— Begin EXERCISE DATA —

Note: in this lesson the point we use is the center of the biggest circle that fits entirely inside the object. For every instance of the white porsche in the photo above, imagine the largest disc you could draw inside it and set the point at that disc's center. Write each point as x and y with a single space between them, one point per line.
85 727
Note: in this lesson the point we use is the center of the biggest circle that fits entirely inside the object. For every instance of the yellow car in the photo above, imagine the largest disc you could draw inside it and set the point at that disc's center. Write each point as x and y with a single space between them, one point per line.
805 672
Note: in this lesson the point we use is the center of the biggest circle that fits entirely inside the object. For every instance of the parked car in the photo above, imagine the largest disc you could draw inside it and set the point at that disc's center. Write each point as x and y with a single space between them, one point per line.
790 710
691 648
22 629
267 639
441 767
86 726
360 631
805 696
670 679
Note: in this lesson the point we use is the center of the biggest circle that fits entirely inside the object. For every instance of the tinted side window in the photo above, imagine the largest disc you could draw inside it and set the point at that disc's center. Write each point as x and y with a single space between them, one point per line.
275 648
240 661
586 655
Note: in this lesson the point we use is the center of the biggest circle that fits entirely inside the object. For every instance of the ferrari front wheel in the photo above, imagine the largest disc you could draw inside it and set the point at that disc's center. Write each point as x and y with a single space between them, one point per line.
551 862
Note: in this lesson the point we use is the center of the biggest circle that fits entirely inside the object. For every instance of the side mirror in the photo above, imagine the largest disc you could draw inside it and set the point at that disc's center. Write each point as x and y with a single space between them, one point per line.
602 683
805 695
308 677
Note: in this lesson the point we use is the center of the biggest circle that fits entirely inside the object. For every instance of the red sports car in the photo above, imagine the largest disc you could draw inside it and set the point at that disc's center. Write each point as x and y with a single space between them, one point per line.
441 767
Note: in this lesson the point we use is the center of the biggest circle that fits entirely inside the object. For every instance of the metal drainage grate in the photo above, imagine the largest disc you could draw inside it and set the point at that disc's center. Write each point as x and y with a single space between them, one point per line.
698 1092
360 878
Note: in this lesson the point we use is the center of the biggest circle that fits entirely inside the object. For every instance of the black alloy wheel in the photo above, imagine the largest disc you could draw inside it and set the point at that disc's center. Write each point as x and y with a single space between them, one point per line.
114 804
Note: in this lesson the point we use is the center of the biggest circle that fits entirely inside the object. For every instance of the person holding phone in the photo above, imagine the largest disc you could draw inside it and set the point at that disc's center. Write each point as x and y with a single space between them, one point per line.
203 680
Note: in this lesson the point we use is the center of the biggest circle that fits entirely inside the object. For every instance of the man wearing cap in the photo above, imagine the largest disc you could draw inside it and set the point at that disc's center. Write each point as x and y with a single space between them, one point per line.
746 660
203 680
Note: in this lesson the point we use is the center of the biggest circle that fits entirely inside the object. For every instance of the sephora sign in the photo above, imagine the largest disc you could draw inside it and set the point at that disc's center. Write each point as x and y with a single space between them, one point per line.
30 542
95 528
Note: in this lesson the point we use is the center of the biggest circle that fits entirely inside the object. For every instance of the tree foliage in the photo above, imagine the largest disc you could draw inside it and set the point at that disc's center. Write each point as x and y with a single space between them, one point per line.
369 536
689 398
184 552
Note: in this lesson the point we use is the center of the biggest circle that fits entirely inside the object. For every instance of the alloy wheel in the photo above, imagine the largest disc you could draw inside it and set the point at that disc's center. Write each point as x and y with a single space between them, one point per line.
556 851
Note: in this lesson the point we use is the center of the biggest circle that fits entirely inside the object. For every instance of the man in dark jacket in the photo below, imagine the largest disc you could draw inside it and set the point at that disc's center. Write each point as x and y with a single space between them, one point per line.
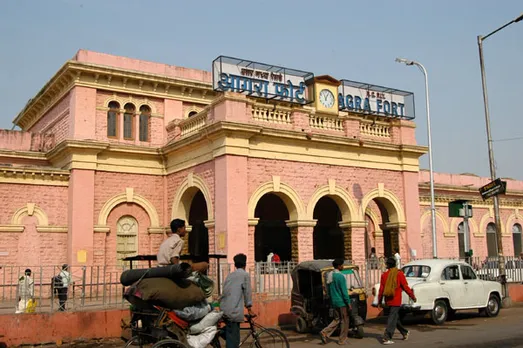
392 283
340 302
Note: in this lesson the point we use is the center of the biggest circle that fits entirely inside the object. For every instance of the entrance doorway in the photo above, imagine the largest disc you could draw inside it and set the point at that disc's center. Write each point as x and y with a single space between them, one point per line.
199 235
272 234
327 236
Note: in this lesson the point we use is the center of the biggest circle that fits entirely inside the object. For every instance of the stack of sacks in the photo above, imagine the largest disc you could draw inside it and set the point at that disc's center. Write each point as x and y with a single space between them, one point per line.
167 287
202 333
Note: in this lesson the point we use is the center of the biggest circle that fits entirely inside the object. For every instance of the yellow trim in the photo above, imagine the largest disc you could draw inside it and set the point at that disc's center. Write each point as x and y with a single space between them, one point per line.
446 231
375 220
485 221
390 201
343 199
288 195
29 210
513 219
52 229
12 228
183 199
122 198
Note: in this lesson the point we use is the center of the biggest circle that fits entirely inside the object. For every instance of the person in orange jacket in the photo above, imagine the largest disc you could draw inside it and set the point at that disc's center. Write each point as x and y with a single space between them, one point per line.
392 284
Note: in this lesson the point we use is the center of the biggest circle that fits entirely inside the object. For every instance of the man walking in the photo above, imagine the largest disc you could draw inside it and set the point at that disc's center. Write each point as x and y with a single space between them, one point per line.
340 302
392 283
170 249
236 295
25 291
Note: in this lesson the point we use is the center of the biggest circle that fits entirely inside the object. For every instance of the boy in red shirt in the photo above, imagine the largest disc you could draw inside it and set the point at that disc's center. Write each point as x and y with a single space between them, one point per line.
393 282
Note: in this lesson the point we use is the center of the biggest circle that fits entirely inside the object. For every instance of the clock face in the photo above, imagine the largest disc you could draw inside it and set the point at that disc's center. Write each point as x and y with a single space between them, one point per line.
326 98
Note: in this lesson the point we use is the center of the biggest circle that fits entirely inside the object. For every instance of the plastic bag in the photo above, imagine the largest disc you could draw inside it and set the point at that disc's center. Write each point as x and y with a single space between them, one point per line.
209 320
205 283
203 339
194 313
30 306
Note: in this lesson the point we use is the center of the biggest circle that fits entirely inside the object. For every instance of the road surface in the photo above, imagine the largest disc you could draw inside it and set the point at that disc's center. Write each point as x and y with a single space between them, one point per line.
468 330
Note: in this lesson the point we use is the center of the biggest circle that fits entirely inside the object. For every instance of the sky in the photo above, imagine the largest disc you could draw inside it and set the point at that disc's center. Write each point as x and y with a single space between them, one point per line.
354 40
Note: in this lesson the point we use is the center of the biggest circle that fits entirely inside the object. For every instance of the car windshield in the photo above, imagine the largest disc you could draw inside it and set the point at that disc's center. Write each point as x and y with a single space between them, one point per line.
416 271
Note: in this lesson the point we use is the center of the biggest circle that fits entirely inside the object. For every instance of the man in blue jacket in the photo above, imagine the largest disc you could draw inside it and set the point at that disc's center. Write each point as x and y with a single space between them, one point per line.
340 302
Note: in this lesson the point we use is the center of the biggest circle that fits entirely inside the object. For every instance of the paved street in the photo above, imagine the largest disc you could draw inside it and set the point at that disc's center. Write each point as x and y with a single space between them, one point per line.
468 331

— End EXERCISE DATA —

> **TASK BRIEF**:
Quote the material word for word, dropping any images it holds.

> **PROBLEM SOLUTION**:
Note: in this lesson the point we use is the center of the biggest circle that fits entirely inside the object. For every instance of the white porsche in the photo above, imagine the largest disc you could draw inside it and set the point at that disc's center. Write each point as x and y with a single space between them, one point per line.
85 727
Note: in this lesson the point we use is the center of the biggest circle that fits entirely inside the object. For every instance of the yellow car in the photo above, imagine the largest disc you could draw inside it and set the point at that disc's center. Write each point as x and y with a single space between them, one point per line.
805 672
Note: in this lesson the point we use is the center of the biggest circle that fits entirely inside the object. For every instance of the parked car in the photo above, imagine the largest disc you could draw inside it and set the point at that disc's center. Write each point as x and y with a single space between them, one point per line.
790 710
691 648
22 629
267 639
441 767
86 726
360 631
805 696
670 679
Note: in this lesson the point we use is the center of the biggest circle that fits entirely inside the object. For every instance of the tinted side window in the photo above, imagine the largest disc you could draw inside it and set the point at that disc's center. Write each point as x and y with a single space between them, one point per line.
275 648
240 661
586 655
Note: in this lesson the point we use is the center of the biggest circle that fits entirely inside the object. For every instance of the ferrari front wheel in the photo above, imagine the largest disc you could draw inside it and set the point at that disc's center. Write each point as x and y with a single space between them, one point per line.
551 862
Note: in this lesson the point we use is the center of the biggest circle that fits entirely inside the object. For every instance of the side mirror in the photo above, imagine the largest disc you could draw inside it and set the point at that disc's center. Write each point as x and y with a single space between them, one point per line.
602 683
805 695
308 677
Note: in this lesson the point we use is the center of the biggest circle that fits entirely inside the object. For every instance of the red sports car in the photo above, imagine the largest disc you could draw inside it and set the point at that disc's center. Write each point as x and y with a single space between them, one point per line.
441 767
Note: in this lesson the point we use is the center of the biggest circle that fits entirely inside the object. For every instance of the metal drainage grate in the photo above, imagine the largest disc you could draw inside it and set the point at that disc's center. Write each point as x and y with a single space between them, one point per line.
698 1092
360 878
Note: in this lesson the point we use is the center of the biggest circle that fits entirely inside the object. For every instance of the black alloy wheel in the photo above, imagine the largest disc you could draw inside it and set the point at that disc's center. Write each point as x and y with a single space between them, one point per line.
114 804
Note: in this lesson the point we use is the center of the biggest circle that fits entirely inside the object. For every instance of the person holding phone in the photo above, imagine the largest disc you could draw inside it and set the point at that disc's center. Write each point as x and y with a single space between them, one point per line.
203 680
Note: in this lesson the point we use is the center of the biggest circle that fits entirely inside the object. For every instance of the man wearing cap in the photo above, imagine the largest disc you could draw inside it and set the point at that disc's center. Write each point as x and y with a single space between them, one point per line.
746 660
203 680
Note: in this lesson the point we use is the center of the biggest circle that fits entirely inside the object. For every instance of the sephora sign in the photo above, imagine the largest disc you could draw inside it and set the point at that disc's center. Write each point as x and y with a single space between them, one point per line.
30 542
95 528
Note: in this lesson the point we use is the center of the biggest circle that fits entirely inside the object. For every instance of the tree foliage in the photo above, imagine the largest disc you could draw inside it and set the point at that disc's center. Write each point as x and y with a single space between them, one point per line.
369 536
689 398
184 552
Note: in this lesson the point we use is the center of the biggest circle that fits entirely inside the object. For every instance of the alloy wheel in the photo above, imagine the largest disc you could draw inside it and set the point at that disc's center. Write each point as x and y with a single space between them, one point per line.
556 851
Note: in this lesson the point we use is the center of the biggest circle that fits entirely inside the object. For every instance of the man in dark jacket in the photo below, imagine the largest disc you could draw inside it and set the point at that disc's center. Write each point as x and y with a single space between them, one point per line.
392 283
340 302
Note: in this lesson the point we use is the center of the biggest circle that fits entirely inside the object. For every instance of the entrance doorway in the photo above, imagine the largest disc you could draw inside it and set the point at that disc's center. Write each point as x and y with a single space between them, one point per line.
199 235
272 234
327 236
Note: in this lesson the point we use is the center of the biggest circle that fits entirely inside the object. For every instance of the stack of sacks in the photo above, imagine the largest disc you could draw inside it and set the point at that disc's center. Write each point as x and y with a single space between them, one point per line.
167 287
202 333
Note: in this lesson the point we use is the center of the biggest circle that fits entirely inside the object. For every instance of the yellow trim in the photo above, imagine the largest disc you could draw inside it and set the point at that disc's center. Write each point as x and y with a single space between them, one point per line.
446 231
375 220
485 221
390 201
343 199
288 195
29 210
513 219
52 229
12 228
183 199
122 198
Note: in this lesson the point we use is the center of the biggest circle that fits entirely inside the object. For every instance of the person in orange jacket in the photo above, imagine the largest disc you could draw inside it and set the point at that disc's center. Write each point as x and y with a single space between them, one point per line.
392 284
Note: in this lesson the point we use is the center of the biggest circle that fits entirely inside the object. For every instance of the man walking in the photo above, imagine the largest disc you could draw inside it and set the point at that disc's center. Write each point as x and y with a single space between them, one point per line.
340 302
392 283
170 249
236 295
25 291
Note: in this lesson the point we use is the center of the biggest circle that fits entirely inside the object. For every instance of the boy in red shirt in the photo above, imagine the largest disc you could draw inside it and set the point at that disc's center. Write each point as x and y with a single space between them, one point per line.
393 282
Note: in this lesson the point we use is the center of the biggest circle that fits entirely inside the object. For every instance of the clock face in the photo above, imagine the largest disc you could draw inside it and set the point at that disc's center. Write each point as x and y with a single space between them, one point per line.
326 98
Note: in this lesson the point we use is the center of the biggest circle that fits entirely inside the object. For every instance of the plastic bag in the photo above, imagine the largest disc you could draw inside it and set the point at that disc's center. Write each point as x and y with a single space between them, one point per line.
209 320
205 283
203 339
194 313
30 306
Note: in this lesson the point we use is the center of the biggest circle that fits entirely inside the object. For every instance of the road surface in the photo above, imagine the largest disc you could draw inside it and set the point at that disc's center. Write each point as x and y with a single space between them, one point per line.
468 330
Note: in this lesson the point we use is the center of the biggest circle that fits entirely inside the object. For every instance of the sky in the photo above, imagine the largest disc you could draw inside it and set the point at that disc's center. Write each point as x and y with a single space between them, one point per line.
354 40
Note: in this lesson the point we use is the center of the biggest circle that fits entirely inside the object. For every instance of the car windshield in the photo above, imagine the largest disc you could draw inside it and set the point at that disc's center. Write each point as x and y with a single space between them, one point per line.
416 271
Note: in this lesson the point we use is the center of the biggest circle that fits entirely inside the object. For every instance of the man in blue jacket in the photo above, imagine the largest disc you could draw inside it and set the point at that disc's center. Write each point as x and y with a single space between them, one point per line.
340 302
Note: in this lesson the point we use is the center of the biggest circle that fits entirely inside the object. For every instance of the paved street in the photo above, imagine the largest disc you could draw inside it and set the point at that disc's center. Write each point as x and y with a single space between them, one point per line.
468 331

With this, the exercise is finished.